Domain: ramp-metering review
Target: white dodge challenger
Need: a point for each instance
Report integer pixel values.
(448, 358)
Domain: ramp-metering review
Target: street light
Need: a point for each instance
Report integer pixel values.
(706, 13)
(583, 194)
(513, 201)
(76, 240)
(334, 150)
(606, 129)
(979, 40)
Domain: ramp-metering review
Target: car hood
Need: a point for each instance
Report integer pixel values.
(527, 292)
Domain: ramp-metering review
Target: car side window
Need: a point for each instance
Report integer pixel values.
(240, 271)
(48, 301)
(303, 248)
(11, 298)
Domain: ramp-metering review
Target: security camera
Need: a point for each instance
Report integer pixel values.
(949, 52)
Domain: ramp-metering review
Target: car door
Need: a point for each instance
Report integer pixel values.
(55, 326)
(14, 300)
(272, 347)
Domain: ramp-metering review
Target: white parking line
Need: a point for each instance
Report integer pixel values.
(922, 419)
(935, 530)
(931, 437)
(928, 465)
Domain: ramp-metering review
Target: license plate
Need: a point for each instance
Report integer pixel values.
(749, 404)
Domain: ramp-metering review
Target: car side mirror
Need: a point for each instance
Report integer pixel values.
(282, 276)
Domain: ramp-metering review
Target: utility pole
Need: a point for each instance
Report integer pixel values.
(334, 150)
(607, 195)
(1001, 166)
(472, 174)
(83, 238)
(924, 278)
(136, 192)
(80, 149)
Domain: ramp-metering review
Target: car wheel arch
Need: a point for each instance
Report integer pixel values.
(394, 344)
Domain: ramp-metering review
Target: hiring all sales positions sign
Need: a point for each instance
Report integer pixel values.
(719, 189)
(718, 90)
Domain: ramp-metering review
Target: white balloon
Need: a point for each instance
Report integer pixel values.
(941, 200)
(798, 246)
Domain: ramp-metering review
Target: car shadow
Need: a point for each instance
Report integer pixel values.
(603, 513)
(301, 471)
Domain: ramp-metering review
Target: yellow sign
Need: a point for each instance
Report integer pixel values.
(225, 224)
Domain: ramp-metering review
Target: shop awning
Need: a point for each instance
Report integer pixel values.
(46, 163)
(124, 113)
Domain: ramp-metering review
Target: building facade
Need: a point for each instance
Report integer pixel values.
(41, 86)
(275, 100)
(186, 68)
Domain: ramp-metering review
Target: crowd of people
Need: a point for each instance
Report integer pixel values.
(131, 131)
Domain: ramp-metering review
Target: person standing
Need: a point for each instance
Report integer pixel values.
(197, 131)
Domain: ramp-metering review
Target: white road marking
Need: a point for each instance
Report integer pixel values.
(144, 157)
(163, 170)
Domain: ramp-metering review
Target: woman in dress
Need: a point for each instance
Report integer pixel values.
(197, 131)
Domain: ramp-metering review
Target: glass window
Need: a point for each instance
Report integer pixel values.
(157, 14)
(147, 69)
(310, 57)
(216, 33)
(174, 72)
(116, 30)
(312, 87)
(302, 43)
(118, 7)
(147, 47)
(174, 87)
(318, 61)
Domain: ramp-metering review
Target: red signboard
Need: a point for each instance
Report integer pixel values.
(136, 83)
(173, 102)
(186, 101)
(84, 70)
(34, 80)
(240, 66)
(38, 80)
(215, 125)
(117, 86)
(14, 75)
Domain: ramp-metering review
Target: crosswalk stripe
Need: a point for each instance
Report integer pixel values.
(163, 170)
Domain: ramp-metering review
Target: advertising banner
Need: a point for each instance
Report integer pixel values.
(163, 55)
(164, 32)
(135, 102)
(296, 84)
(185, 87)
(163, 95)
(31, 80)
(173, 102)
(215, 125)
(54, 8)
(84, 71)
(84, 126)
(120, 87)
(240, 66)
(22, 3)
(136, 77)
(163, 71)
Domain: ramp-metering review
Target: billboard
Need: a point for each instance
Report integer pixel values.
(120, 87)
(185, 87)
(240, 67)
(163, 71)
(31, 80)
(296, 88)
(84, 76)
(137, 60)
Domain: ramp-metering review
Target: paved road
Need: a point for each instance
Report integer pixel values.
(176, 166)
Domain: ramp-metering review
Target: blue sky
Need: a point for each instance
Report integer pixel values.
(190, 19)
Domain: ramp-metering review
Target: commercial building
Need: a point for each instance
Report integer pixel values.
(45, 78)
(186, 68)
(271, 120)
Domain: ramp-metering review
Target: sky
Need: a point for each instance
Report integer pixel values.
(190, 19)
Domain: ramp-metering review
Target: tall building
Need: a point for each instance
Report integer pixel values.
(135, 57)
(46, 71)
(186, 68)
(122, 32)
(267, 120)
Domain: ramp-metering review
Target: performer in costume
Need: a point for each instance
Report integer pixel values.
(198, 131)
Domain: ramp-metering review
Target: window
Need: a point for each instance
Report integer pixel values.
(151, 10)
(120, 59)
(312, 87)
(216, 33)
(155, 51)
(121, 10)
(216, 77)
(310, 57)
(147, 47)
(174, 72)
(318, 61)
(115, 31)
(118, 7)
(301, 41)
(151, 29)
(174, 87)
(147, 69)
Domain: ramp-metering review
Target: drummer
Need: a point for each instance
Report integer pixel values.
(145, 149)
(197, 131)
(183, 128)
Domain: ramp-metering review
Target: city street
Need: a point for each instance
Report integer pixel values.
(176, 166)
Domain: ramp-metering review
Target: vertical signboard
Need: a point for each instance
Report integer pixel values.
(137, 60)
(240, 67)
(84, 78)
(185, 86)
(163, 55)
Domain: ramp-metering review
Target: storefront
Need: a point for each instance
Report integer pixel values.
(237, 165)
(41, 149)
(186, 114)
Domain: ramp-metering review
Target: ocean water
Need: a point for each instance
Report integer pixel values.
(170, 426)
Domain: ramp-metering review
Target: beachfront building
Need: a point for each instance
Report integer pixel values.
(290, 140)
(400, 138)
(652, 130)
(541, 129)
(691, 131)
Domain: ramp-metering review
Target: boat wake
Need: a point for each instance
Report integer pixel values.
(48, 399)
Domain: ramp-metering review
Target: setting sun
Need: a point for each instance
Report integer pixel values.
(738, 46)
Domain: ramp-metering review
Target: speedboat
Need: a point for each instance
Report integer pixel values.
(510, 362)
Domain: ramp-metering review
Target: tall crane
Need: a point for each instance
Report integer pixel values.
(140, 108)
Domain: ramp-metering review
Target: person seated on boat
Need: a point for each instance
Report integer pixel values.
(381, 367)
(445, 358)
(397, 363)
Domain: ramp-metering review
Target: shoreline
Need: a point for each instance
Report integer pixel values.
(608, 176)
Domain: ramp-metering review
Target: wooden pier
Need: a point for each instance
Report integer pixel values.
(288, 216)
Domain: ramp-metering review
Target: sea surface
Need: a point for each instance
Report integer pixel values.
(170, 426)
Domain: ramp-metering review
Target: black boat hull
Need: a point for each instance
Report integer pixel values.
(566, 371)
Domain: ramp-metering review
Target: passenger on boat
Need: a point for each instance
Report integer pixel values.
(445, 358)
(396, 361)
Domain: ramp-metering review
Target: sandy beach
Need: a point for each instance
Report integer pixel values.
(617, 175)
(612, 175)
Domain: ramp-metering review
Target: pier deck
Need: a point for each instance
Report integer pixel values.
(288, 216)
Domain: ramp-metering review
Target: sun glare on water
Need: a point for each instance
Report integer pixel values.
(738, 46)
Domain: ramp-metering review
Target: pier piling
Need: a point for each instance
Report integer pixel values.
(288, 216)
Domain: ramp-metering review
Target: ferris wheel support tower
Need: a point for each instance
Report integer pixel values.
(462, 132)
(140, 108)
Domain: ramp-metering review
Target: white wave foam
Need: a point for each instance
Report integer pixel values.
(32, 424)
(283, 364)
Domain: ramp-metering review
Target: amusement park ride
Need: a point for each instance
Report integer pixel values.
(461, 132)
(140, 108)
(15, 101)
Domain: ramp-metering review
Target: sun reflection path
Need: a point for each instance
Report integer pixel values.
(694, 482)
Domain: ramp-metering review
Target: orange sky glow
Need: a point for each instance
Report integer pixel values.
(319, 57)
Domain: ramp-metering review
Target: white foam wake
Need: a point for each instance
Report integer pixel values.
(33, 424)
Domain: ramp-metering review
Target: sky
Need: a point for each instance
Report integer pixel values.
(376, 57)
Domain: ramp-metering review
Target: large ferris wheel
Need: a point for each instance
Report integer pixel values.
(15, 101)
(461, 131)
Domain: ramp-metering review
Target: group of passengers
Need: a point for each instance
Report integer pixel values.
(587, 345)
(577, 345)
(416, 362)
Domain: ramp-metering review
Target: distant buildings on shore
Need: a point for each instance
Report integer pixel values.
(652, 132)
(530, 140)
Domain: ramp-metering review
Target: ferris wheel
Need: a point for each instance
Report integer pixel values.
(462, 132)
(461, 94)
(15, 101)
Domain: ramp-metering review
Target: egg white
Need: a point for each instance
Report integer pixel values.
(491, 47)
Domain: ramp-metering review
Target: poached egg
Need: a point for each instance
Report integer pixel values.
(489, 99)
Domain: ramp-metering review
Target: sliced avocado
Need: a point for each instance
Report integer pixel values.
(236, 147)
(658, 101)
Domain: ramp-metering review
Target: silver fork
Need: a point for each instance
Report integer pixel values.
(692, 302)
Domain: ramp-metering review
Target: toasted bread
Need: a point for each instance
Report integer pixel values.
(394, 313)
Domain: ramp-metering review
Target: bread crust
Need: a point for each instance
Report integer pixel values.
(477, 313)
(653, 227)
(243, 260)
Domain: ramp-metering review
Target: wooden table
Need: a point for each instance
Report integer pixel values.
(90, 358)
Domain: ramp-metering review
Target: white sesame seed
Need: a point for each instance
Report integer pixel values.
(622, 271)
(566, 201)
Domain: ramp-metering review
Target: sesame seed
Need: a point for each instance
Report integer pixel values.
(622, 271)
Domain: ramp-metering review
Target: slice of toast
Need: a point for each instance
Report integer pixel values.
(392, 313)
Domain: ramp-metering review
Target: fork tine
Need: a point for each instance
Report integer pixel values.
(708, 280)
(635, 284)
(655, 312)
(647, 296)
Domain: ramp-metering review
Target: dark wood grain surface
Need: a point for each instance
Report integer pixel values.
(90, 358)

| Instructions for the task |
The number of lines in the records that include "pier" is what is needed, with no other words.

| Solution for this exercise |
3